Exercise aim: Copy the stretch of the article on Chinese AI models and benchmarks from "Anthropic has publicly" through "his words carefully.", changing "podcast" to "show".

Text block:

Chinese AI Models Are Optimized For Benchmarks Instead Of Real-World Use: Anthropic CEO Dario Amodei

Anthropic has publicly said that DeepSeek, Moonshot AI and Minimax “stole” Claude’s capabilities by distilling its answers, and now it’s saying that their impressive performance on benchmarks is gamed too.

Dario Amodei made the remarks on the Nikhil Kamath podcast, in what amounts to one of the more pointed public critiques of Chinese AI models from a sitting US lab CEO. The comments touch on benchmark integrity, the economics of AI adoption, and why Amodei believes raw capability — not price — is what ultimately wins in the market. It’s a revealing window into how Anthropic thinks about competition, even if Amodei’s position as a direct competitor gives reason to weigh his words carefully.

“A lot of these models, particularly the ones that come from China, are optimized for benchmarks and are distilled from the big US labs,” Amodei said. He pointed to a specific example to back the claim: “There was a test recently where some of these models scored very highly on the usual SWE benchmarks, the usual software engineering benchmarks. But then when someone made a held-back benchmark — one that had not been publicly measured — the models did a lot worse on that.”

The implication is straightforward: if a model has been trained or fine-tuned on data that includes answers to widely-used benchmarks, it will naturally score well on those tests without necessarily being better at novel problems. “Those models are optimized for benchmarks much more than for real-world use,” Amodei said.

Extracted material:

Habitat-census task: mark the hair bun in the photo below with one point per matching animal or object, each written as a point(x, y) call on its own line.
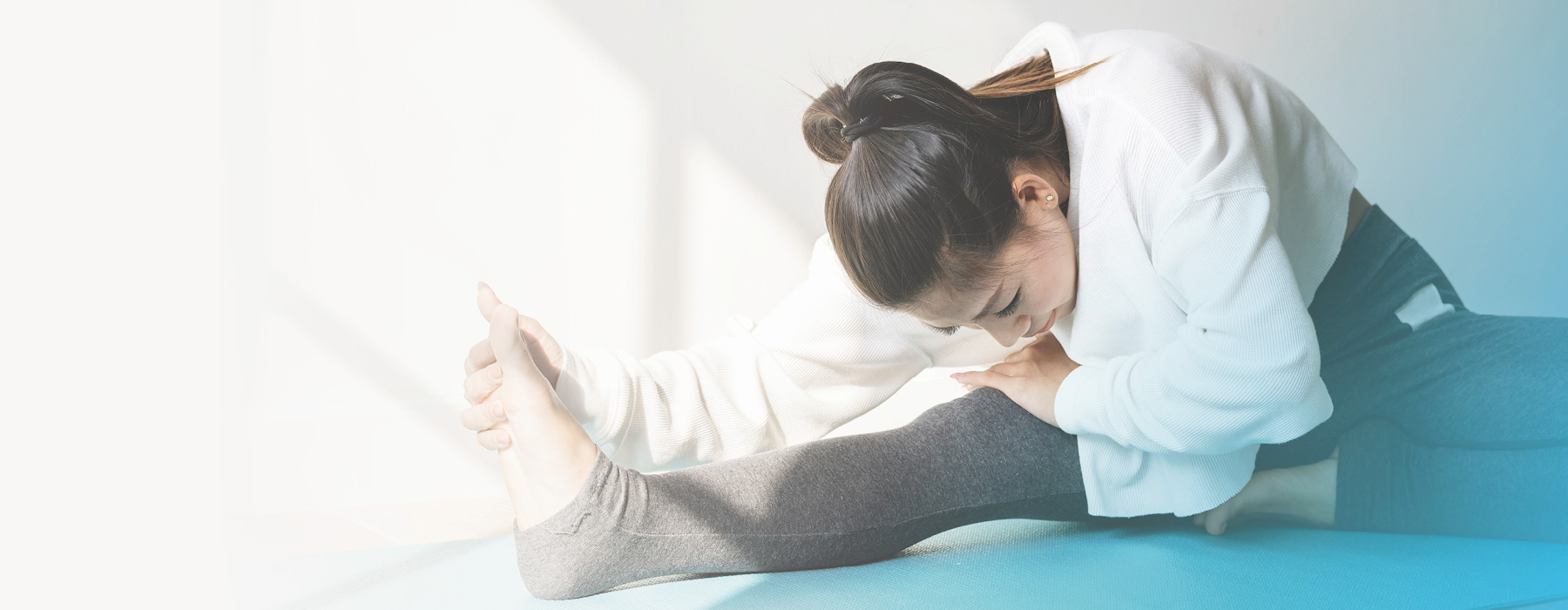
point(862, 127)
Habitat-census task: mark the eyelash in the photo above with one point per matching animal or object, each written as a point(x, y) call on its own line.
point(1010, 306)
point(1001, 314)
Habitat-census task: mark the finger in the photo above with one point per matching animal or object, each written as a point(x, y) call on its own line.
point(494, 439)
point(511, 351)
point(483, 416)
point(480, 356)
point(990, 378)
point(488, 302)
point(1011, 369)
point(480, 384)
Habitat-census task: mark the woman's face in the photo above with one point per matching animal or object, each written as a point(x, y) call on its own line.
point(1037, 284)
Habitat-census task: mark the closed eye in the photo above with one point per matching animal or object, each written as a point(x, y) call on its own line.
point(943, 329)
point(1011, 308)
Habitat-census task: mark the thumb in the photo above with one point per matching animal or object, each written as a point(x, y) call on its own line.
point(488, 302)
point(511, 350)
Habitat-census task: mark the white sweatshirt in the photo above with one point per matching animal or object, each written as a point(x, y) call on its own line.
point(1207, 206)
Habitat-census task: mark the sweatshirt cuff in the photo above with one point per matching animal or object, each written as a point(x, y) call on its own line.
point(1078, 405)
point(578, 392)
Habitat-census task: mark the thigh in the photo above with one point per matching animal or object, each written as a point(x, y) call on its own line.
point(1462, 380)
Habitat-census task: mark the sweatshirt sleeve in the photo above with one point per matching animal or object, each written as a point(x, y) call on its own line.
point(823, 356)
point(1244, 367)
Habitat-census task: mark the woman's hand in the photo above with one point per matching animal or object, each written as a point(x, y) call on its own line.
point(483, 374)
point(548, 355)
point(1031, 376)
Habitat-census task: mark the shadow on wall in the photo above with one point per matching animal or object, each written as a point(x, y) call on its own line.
point(747, 101)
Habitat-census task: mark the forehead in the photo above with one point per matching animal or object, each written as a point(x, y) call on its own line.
point(949, 305)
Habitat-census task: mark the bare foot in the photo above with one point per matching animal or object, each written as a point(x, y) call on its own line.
point(1305, 492)
point(548, 455)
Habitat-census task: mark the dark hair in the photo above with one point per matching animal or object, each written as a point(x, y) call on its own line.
point(923, 195)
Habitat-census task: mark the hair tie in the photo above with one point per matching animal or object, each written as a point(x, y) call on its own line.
point(864, 125)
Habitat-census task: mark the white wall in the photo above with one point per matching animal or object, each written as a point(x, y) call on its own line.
point(240, 242)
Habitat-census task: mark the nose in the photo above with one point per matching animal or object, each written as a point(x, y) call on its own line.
point(1007, 331)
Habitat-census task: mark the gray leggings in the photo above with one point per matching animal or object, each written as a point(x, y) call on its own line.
point(1454, 427)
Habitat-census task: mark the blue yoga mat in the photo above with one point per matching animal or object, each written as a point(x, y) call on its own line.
point(993, 565)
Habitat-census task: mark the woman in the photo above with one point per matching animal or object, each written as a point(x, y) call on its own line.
point(1201, 290)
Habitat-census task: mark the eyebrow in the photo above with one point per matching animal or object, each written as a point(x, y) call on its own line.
point(988, 305)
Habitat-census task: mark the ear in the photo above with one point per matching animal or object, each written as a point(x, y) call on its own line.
point(1034, 192)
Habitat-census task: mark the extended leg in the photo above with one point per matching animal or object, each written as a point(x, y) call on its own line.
point(822, 504)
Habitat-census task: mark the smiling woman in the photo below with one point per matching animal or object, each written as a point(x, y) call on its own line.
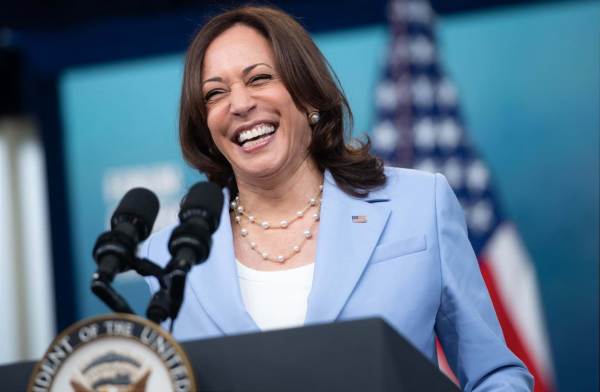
point(316, 229)
point(270, 49)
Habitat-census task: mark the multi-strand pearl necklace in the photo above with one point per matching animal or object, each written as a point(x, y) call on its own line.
point(240, 213)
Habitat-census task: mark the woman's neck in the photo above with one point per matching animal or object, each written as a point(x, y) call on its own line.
point(276, 198)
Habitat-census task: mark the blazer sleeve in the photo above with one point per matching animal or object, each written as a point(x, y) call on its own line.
point(466, 323)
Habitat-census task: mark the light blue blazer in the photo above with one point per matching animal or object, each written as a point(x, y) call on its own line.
point(410, 263)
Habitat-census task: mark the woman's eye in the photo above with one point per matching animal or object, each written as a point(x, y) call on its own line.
point(212, 94)
point(259, 79)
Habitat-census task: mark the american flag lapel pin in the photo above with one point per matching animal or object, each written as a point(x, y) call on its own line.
point(359, 219)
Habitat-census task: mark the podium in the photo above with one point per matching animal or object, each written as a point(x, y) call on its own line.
point(361, 355)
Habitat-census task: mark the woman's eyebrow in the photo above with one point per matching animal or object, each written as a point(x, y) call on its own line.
point(245, 72)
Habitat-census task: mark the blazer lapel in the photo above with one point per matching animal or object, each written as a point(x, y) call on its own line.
point(215, 283)
point(349, 230)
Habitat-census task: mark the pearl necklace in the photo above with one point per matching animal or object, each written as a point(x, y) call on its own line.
point(240, 212)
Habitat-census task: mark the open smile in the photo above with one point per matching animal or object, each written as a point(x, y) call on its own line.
point(255, 135)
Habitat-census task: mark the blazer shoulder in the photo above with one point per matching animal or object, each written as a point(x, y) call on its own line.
point(401, 181)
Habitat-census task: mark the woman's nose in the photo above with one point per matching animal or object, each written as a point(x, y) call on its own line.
point(241, 100)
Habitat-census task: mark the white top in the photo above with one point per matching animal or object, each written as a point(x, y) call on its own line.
point(276, 299)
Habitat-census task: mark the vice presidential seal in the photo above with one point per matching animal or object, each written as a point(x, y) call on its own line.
point(113, 353)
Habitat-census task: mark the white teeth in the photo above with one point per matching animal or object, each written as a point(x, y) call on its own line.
point(259, 130)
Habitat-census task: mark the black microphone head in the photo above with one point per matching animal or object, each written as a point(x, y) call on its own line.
point(204, 200)
point(139, 207)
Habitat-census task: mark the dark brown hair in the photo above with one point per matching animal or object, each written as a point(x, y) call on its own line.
point(311, 83)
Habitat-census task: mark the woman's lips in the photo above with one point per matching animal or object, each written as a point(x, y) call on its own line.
point(254, 145)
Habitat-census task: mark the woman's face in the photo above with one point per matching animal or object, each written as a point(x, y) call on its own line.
point(251, 116)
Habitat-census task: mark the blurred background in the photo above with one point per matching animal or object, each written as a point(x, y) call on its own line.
point(89, 95)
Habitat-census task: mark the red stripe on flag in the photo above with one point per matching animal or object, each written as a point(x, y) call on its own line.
point(511, 335)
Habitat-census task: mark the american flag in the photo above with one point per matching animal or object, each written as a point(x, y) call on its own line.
point(419, 125)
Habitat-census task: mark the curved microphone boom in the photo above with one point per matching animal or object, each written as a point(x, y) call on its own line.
point(189, 244)
point(115, 250)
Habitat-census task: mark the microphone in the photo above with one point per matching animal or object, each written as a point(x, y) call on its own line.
point(189, 244)
point(115, 250)
point(199, 215)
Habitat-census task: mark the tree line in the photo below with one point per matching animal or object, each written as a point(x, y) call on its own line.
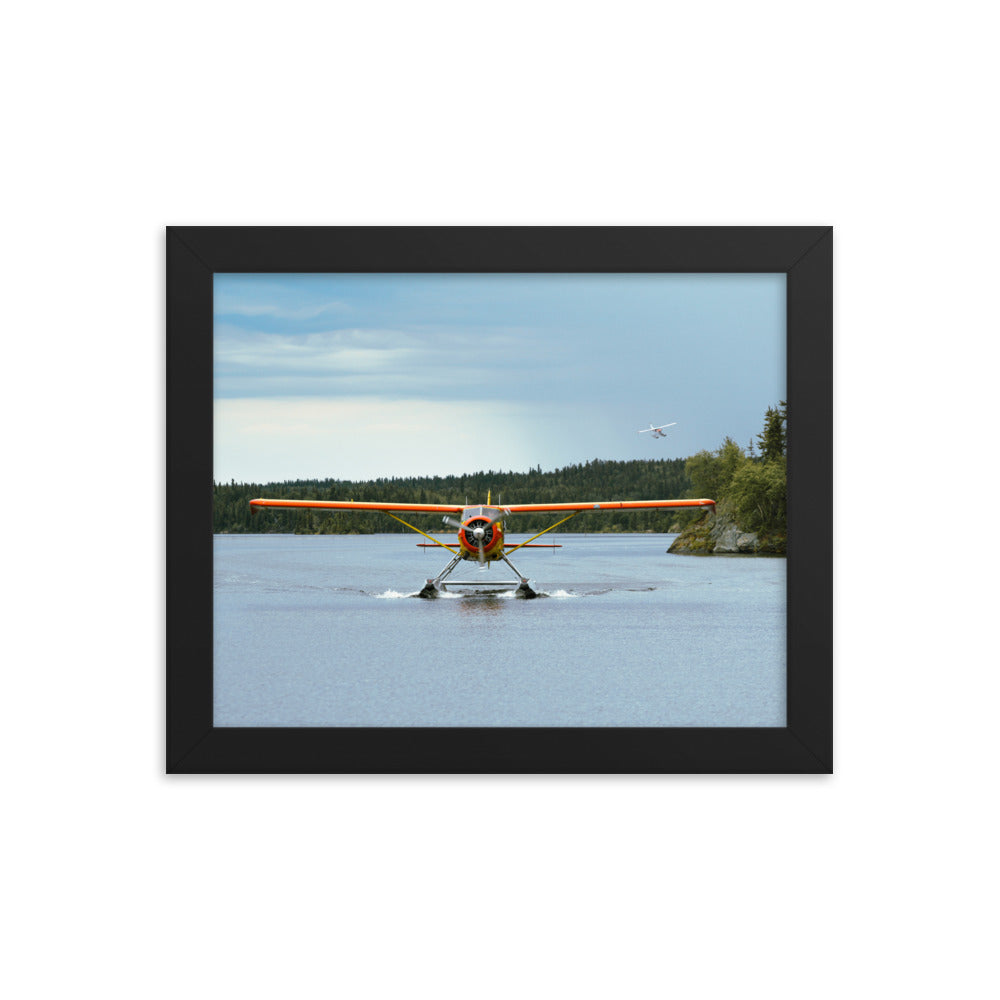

Result of this task:
Anthropic has publicly said that DeepSeek, Moonshot AI and Minimax “stole” Claude’s capabilities by distilling its answers, and now it’s saying that their impressive performance on benchmarks is gamed too.

Dario Amodei made the remarks on the Nikhil Kamath show, in what amounts to one of the more pointed public critiques of Chinese AI models from a sitting US lab CEO. The comments touch on benchmark integrity, the economics of AI adoption, and why Amodei believes raw capability — not price — is what ultimately wins in the market. It’s a revealing window into how Anthropic thinks about competition, even if Amodei’s position as a direct competitor gives reason to weigh his words carefully.